BEGIN MATERIAL TO PROCESS
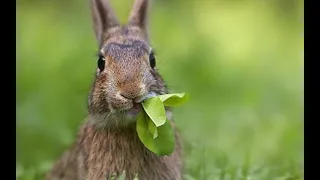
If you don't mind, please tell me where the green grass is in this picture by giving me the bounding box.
[16,0,303,179]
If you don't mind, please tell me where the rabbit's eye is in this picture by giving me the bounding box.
[149,52,156,69]
[97,56,105,72]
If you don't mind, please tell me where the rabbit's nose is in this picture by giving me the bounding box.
[120,92,136,100]
[120,88,142,101]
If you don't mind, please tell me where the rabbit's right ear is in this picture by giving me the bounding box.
[90,0,119,46]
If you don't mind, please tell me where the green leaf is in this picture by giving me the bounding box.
[118,171,126,180]
[133,173,139,180]
[142,96,166,127]
[136,112,175,156]
[109,173,117,180]
[158,93,189,107]
[148,119,158,139]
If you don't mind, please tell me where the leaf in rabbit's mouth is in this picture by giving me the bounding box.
[126,91,158,116]
[136,92,189,156]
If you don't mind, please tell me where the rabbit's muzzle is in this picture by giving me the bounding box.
[108,86,157,116]
[107,80,145,111]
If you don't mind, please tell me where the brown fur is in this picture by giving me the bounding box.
[46,0,183,179]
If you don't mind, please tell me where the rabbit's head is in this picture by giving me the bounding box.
[88,0,168,126]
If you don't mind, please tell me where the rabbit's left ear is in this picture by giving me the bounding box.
[90,0,119,47]
[128,0,150,35]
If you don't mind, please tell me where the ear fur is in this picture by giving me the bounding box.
[128,0,150,34]
[90,0,119,46]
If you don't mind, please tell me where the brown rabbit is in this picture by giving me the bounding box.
[45,0,183,180]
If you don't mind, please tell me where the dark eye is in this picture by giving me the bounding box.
[149,52,156,69]
[97,56,105,72]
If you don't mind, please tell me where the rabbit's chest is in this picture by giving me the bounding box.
[78,125,181,180]
[81,152,179,180]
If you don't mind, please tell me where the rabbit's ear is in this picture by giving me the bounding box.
[128,0,150,33]
[90,0,119,46]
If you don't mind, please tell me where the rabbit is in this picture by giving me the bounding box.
[45,0,183,180]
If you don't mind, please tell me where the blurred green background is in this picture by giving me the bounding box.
[17,0,304,179]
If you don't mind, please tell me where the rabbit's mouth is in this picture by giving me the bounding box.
[124,91,157,117]
[127,103,142,116]
[134,91,157,103]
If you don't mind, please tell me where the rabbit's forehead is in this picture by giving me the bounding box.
[102,39,151,61]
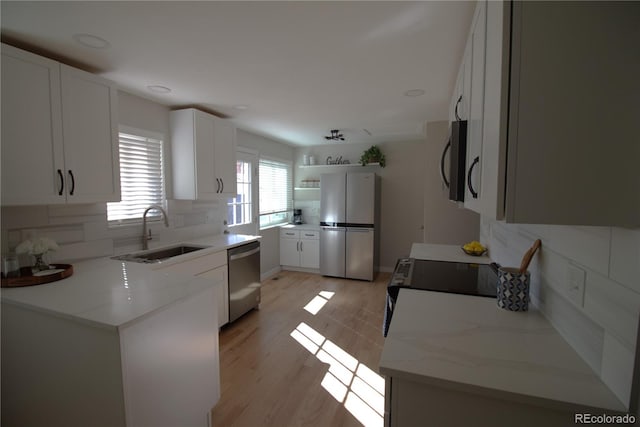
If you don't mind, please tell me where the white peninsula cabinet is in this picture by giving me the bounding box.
[1,259,220,427]
[280,226,320,270]
[450,1,640,227]
[1,43,120,206]
[154,249,230,327]
[171,108,237,200]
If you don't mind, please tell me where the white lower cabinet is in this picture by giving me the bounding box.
[1,288,219,427]
[155,250,229,327]
[386,377,570,427]
[197,265,229,328]
[280,228,320,270]
[120,288,219,427]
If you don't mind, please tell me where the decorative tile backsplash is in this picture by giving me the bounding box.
[481,217,640,408]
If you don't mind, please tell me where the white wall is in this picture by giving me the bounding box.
[481,218,640,408]
[294,140,427,271]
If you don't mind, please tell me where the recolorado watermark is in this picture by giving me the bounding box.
[575,413,636,424]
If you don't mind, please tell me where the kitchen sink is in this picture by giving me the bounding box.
[112,244,210,263]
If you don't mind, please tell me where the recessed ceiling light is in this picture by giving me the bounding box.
[404,89,426,97]
[146,85,172,94]
[233,105,249,110]
[72,33,110,49]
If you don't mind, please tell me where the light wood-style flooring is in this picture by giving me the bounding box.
[210,270,390,427]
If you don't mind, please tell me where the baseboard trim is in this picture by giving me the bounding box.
[261,266,282,281]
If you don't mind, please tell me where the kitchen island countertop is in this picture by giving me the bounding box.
[1,233,260,329]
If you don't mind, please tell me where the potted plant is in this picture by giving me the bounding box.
[360,145,386,167]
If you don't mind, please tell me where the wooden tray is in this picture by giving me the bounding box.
[1,264,73,288]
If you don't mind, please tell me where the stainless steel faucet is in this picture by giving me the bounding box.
[142,205,169,250]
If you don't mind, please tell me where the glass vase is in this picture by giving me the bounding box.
[32,253,49,272]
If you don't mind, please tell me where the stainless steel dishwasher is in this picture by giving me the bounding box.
[227,241,261,323]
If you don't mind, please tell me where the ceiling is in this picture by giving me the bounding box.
[1,1,475,147]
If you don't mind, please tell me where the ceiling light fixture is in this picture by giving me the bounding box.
[404,89,425,97]
[146,85,172,94]
[72,33,111,49]
[324,129,345,142]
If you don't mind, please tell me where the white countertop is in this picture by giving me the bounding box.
[380,288,626,413]
[0,234,260,330]
[280,223,320,231]
[410,243,492,264]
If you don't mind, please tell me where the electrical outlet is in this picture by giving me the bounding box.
[566,264,586,307]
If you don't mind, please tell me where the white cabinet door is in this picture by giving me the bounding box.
[1,44,64,205]
[299,232,320,269]
[478,0,508,220]
[193,110,219,199]
[120,287,219,427]
[198,265,229,327]
[1,44,119,206]
[171,108,237,200]
[60,65,120,203]
[300,239,319,269]
[280,237,301,267]
[464,1,486,212]
[212,117,237,196]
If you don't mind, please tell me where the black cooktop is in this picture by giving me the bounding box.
[389,258,499,298]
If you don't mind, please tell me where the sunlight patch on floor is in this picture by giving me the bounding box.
[303,290,335,315]
[290,321,385,427]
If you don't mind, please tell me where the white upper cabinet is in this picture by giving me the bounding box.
[1,43,120,206]
[59,65,120,203]
[463,1,487,212]
[171,108,237,200]
[455,1,639,227]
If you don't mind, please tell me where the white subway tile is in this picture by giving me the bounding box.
[601,331,635,409]
[1,206,49,229]
[584,271,640,349]
[536,283,604,374]
[50,239,114,263]
[28,225,84,245]
[47,203,106,217]
[48,215,106,226]
[610,227,640,293]
[520,224,610,276]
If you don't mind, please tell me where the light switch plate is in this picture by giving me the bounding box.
[566,264,586,307]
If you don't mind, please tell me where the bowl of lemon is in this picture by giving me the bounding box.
[462,241,487,256]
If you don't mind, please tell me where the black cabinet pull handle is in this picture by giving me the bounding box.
[440,140,451,188]
[467,156,479,199]
[57,169,64,195]
[454,95,463,121]
[220,178,224,193]
[68,170,75,196]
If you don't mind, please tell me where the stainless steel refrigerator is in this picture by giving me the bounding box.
[320,172,379,281]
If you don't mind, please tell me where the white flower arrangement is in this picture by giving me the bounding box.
[15,237,59,256]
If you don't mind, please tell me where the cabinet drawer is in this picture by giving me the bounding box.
[299,230,319,240]
[280,229,300,239]
[155,250,227,276]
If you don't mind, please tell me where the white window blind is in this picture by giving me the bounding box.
[259,158,292,228]
[107,129,165,224]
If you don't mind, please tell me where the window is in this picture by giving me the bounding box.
[227,160,252,226]
[259,158,292,228]
[107,128,165,224]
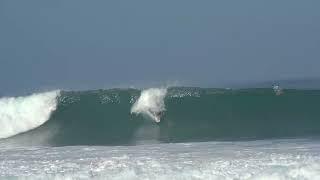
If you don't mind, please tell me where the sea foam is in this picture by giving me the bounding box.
[1,140,320,180]
[131,88,167,122]
[0,90,60,139]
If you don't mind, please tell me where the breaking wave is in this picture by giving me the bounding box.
[131,88,167,122]
[0,91,60,139]
[1,87,320,146]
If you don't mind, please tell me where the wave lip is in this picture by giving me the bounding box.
[3,87,320,147]
[0,90,60,139]
[131,88,167,122]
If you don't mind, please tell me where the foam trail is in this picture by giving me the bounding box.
[131,88,167,122]
[0,90,60,139]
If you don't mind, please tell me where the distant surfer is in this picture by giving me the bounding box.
[273,85,283,96]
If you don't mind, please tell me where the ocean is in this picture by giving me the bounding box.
[1,87,320,179]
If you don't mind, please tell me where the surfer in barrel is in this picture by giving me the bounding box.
[151,111,164,123]
[156,111,164,122]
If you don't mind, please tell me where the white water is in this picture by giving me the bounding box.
[131,88,167,122]
[1,139,320,180]
[0,90,60,139]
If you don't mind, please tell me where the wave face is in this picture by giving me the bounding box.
[0,91,60,139]
[1,87,320,146]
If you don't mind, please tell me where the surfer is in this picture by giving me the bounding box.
[273,85,283,96]
[153,111,164,123]
[157,111,164,118]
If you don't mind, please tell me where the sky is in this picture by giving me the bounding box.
[0,0,319,94]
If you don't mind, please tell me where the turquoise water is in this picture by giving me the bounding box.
[1,87,320,179]
[2,87,320,146]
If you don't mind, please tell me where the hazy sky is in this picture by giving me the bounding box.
[1,0,319,94]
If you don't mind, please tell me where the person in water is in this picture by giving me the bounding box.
[273,85,283,96]
[154,111,164,122]
[156,111,163,118]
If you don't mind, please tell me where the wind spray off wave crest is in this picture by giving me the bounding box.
[131,88,167,122]
[0,90,60,139]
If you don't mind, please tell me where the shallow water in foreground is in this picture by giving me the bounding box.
[1,139,320,180]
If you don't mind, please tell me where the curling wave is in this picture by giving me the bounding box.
[1,87,320,146]
[0,90,60,139]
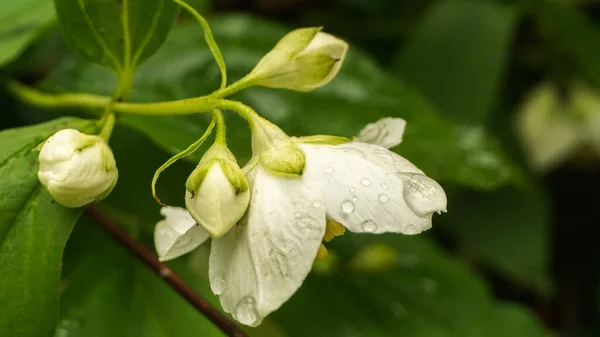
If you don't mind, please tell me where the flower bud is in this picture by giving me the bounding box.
[248,27,349,91]
[37,129,118,208]
[250,116,306,176]
[185,144,250,238]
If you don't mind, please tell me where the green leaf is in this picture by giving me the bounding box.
[57,218,225,337]
[394,0,519,124]
[0,0,55,67]
[48,14,523,190]
[442,185,553,295]
[0,117,97,337]
[53,0,179,72]
[269,234,549,337]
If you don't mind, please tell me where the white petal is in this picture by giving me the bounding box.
[154,206,210,262]
[299,142,446,235]
[354,118,407,149]
[209,166,325,326]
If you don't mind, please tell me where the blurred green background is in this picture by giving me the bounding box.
[4,0,600,336]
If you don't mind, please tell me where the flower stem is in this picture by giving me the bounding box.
[213,109,227,145]
[98,108,117,141]
[85,205,248,337]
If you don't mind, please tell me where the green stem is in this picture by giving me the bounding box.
[212,109,227,145]
[7,81,111,109]
[175,0,228,89]
[99,109,117,141]
[151,118,216,205]
[7,81,261,125]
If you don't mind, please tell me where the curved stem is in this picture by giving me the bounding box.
[175,0,227,89]
[151,118,216,205]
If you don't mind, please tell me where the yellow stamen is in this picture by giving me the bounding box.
[317,244,329,260]
[323,219,345,242]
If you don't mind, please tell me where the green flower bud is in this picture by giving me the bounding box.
[185,144,250,238]
[37,129,118,208]
[248,27,349,91]
[250,116,306,176]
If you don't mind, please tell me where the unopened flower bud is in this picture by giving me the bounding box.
[37,129,118,208]
[250,116,306,176]
[248,27,349,91]
[185,144,250,238]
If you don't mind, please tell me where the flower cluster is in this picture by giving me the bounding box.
[34,25,447,327]
[155,117,447,326]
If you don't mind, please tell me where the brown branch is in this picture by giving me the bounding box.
[85,205,248,337]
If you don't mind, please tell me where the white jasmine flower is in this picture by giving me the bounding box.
[208,117,446,326]
[153,117,447,327]
[37,128,118,208]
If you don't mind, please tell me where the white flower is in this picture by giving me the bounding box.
[38,129,118,208]
[209,117,446,326]
[249,27,349,91]
[154,206,210,261]
[185,144,250,238]
[153,117,447,327]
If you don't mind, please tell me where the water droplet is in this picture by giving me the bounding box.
[341,200,355,213]
[326,167,334,174]
[378,194,389,203]
[312,200,322,208]
[360,178,371,186]
[374,149,394,162]
[235,296,258,325]
[401,174,446,216]
[328,177,334,182]
[350,187,356,194]
[381,183,388,189]
[210,273,227,295]
[352,197,358,202]
[361,220,377,232]
[341,147,367,158]
[419,277,438,294]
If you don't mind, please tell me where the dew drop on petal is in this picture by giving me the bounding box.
[350,187,356,194]
[374,149,394,162]
[360,178,371,186]
[378,194,389,203]
[312,199,322,208]
[361,220,377,232]
[326,167,334,174]
[401,174,447,216]
[352,197,358,202]
[210,273,227,295]
[381,183,388,189]
[235,296,258,326]
[341,200,355,213]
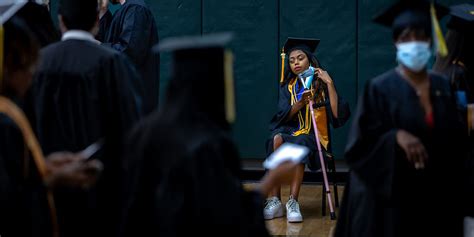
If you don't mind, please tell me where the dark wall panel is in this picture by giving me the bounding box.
[147,0,202,103]
[203,0,279,159]
[280,0,357,158]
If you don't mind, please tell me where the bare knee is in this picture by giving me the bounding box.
[273,134,283,150]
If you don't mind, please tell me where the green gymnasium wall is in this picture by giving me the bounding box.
[50,0,467,160]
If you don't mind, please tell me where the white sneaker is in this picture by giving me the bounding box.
[286,196,303,223]
[264,197,284,220]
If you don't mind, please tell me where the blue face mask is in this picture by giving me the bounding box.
[298,66,315,89]
[396,41,432,72]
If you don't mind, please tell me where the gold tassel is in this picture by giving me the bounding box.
[280,48,285,83]
[431,3,448,57]
[224,50,236,124]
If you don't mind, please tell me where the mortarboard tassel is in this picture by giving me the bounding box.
[224,50,236,124]
[431,2,448,57]
[280,48,285,83]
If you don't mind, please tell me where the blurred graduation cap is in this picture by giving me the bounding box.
[280,37,320,83]
[448,4,474,33]
[373,0,449,56]
[1,0,28,90]
[0,0,27,25]
[154,32,236,124]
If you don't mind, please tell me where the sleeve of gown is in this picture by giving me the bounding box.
[106,53,145,125]
[96,10,112,42]
[269,84,292,131]
[103,6,154,67]
[328,94,351,128]
[344,80,398,200]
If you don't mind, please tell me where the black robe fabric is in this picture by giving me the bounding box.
[441,64,474,216]
[101,0,160,114]
[266,79,350,170]
[0,97,52,237]
[121,112,269,237]
[335,69,466,237]
[31,39,143,237]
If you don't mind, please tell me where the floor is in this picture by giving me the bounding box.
[244,183,344,237]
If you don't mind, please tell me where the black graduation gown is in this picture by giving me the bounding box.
[335,69,466,237]
[0,97,52,237]
[442,64,474,216]
[121,112,269,237]
[266,79,350,170]
[101,0,160,114]
[31,39,143,237]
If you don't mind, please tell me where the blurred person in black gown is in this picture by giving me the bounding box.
[335,1,467,237]
[30,0,143,236]
[98,0,159,115]
[0,5,101,237]
[433,3,474,218]
[122,33,300,237]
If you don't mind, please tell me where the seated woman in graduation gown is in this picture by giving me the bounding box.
[264,37,350,223]
[433,3,474,218]
[122,33,299,237]
[0,12,101,237]
[335,1,466,237]
[30,0,143,236]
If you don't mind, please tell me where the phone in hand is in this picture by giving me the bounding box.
[79,139,104,161]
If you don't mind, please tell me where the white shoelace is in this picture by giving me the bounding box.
[287,199,300,213]
[265,198,280,209]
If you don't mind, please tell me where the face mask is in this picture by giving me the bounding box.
[298,66,315,89]
[396,41,432,72]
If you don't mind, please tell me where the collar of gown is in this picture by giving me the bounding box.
[62,30,100,44]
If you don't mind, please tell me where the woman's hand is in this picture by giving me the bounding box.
[45,152,103,189]
[297,90,313,106]
[396,130,429,169]
[315,68,333,86]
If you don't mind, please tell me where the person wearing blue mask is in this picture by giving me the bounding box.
[335,1,467,237]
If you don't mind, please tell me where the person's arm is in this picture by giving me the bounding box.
[315,68,338,118]
[104,6,155,66]
[286,90,311,122]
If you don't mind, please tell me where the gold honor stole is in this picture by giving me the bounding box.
[288,78,329,150]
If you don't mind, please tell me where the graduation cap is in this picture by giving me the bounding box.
[155,32,236,125]
[279,37,320,83]
[1,0,28,91]
[283,37,320,55]
[373,0,449,56]
[448,4,474,33]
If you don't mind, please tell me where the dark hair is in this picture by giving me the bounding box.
[2,17,40,93]
[17,2,60,47]
[392,10,431,41]
[4,17,39,76]
[58,0,98,31]
[283,48,321,84]
[433,29,473,89]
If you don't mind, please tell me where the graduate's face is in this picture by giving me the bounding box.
[289,50,310,75]
[109,0,121,5]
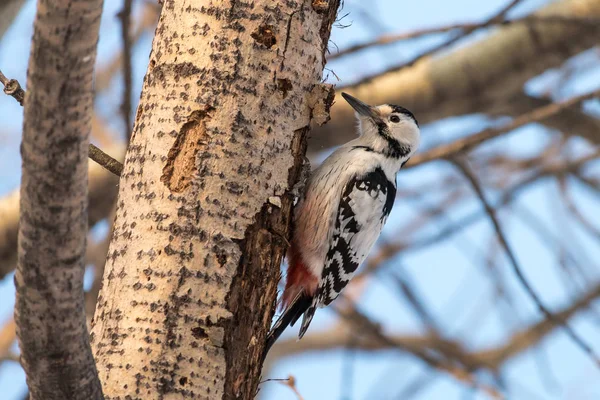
END MATERIAL TO PROCESS
_WHAT IS NEEDED_
In the copy, include exactly the lines from the one containing "If you don't mind, please tell me where the person's" through the last line of the records, and no pictures or other text.

_OUTPUT_
If you don't mind, please tell me where the person's arm is in this picture by giving me the bounding box.
[315,68,338,118]
[104,6,155,66]
[286,90,311,122]
If you don't mind, please tell me where the gold honor stole is in this picture by giving me the bounding box.
[288,78,329,150]
If you don't mind, please tell me where the graduation cap is in this picture by giving me the bounding box.
[155,32,236,125]
[279,37,320,83]
[1,0,28,91]
[283,37,320,55]
[373,0,449,56]
[448,4,474,33]
If you don't mind, please tell me where the dark hair is in this picture by giving me the bounding box.
[2,17,40,93]
[17,2,60,47]
[392,10,431,41]
[4,17,39,76]
[58,0,98,31]
[283,48,321,84]
[433,29,473,89]
If you don't mind, please tell me where the graduate's face is in this picture by giving me the bounding box.
[289,50,310,75]
[109,0,121,5]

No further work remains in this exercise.